Objective -> Extract every line in the data below that contains the word "handle", copying each one word for word.

Data extract ->
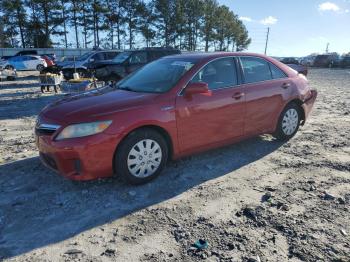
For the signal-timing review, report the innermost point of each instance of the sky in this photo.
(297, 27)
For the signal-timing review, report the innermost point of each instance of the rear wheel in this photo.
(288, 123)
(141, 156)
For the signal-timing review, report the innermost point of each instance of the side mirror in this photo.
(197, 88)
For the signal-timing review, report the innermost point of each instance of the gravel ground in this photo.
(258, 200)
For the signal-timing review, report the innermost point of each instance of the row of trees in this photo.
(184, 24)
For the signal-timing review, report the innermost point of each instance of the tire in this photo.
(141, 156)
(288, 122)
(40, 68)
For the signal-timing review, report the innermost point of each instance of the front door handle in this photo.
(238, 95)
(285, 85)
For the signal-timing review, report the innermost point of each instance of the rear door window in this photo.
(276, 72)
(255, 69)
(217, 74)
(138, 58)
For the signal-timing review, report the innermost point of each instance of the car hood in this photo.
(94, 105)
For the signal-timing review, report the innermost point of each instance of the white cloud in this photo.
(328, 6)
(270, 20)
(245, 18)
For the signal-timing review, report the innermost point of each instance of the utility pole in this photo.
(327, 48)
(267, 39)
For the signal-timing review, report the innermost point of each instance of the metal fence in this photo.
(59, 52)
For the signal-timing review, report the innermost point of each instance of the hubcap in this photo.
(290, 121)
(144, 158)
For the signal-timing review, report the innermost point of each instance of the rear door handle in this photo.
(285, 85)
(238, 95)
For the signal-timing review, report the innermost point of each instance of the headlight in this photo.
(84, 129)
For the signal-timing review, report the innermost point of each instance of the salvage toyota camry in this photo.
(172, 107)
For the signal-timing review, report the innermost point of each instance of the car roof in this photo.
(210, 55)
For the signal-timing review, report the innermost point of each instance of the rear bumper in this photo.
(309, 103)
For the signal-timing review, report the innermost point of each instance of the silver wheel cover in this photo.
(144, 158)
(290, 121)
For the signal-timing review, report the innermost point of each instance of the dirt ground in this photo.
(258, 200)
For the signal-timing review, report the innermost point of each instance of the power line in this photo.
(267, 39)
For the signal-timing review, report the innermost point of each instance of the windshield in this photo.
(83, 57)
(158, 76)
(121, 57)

==

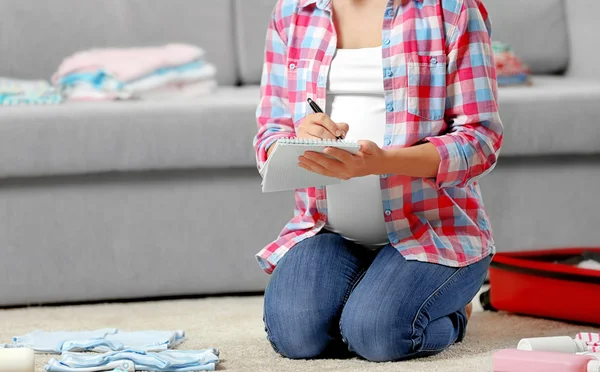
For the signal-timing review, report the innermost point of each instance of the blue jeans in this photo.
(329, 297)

Finished task ->
For the signal-timing review, report the innermost point of each instance of the front door handle in this photo.
For the signal-timing review, report the innermost point of each instance of the rear door handle in this photo.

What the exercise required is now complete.